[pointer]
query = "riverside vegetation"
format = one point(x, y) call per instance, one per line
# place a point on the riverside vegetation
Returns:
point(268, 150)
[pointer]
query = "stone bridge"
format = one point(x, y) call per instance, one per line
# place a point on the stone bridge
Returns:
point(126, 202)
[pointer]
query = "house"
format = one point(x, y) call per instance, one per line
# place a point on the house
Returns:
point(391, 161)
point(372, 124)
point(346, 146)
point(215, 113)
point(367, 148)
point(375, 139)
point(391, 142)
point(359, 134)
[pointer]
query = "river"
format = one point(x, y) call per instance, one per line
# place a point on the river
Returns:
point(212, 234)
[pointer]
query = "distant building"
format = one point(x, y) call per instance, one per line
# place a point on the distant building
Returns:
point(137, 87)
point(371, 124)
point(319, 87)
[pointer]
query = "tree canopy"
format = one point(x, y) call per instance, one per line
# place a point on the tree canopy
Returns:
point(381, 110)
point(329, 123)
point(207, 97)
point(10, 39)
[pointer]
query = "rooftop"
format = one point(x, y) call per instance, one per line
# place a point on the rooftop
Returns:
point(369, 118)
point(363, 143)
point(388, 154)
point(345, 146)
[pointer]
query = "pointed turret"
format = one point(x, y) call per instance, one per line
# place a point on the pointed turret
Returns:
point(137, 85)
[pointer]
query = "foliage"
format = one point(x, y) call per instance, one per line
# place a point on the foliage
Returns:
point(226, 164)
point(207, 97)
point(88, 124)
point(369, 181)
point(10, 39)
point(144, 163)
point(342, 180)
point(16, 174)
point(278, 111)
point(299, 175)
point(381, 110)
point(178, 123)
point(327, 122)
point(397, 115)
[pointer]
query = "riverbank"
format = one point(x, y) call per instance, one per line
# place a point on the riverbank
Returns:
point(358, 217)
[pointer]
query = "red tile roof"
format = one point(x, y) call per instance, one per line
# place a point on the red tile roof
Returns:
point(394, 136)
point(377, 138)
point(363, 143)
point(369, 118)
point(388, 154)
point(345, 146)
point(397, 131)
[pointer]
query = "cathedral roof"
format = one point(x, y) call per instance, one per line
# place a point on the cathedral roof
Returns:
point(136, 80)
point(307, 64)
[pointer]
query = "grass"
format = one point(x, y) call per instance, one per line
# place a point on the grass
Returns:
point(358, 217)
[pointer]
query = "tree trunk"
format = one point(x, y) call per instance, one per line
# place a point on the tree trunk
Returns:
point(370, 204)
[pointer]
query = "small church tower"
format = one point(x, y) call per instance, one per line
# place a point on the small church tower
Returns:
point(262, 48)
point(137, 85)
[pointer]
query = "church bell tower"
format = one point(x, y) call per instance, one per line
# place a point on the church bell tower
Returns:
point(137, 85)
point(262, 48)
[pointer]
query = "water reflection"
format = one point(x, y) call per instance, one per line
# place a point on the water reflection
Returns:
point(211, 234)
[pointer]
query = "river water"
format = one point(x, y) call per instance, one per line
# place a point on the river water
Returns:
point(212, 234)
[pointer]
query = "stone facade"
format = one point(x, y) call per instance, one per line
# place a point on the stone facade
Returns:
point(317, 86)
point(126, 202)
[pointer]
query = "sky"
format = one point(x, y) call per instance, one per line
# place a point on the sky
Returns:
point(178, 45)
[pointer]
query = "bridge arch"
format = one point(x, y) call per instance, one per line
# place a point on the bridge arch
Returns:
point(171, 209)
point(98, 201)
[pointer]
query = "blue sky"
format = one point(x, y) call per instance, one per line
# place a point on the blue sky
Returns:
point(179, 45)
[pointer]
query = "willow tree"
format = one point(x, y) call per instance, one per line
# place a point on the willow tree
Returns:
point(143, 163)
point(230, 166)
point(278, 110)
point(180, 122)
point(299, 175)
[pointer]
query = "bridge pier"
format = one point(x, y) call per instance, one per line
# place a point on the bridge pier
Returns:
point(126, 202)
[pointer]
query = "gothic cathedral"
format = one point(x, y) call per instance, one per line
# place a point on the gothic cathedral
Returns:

* * *

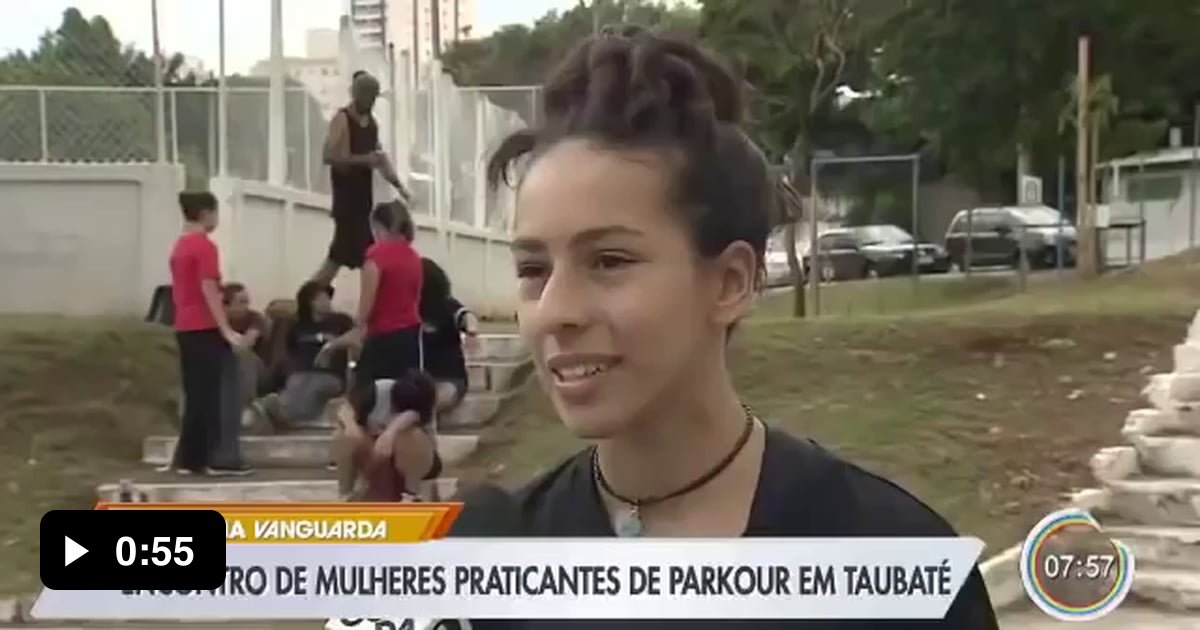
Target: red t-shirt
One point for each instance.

▶ [Assignment] Looking at the entries, count the lines where the word "reflection" appears, and state the count by itself.

▶ [Output below] 2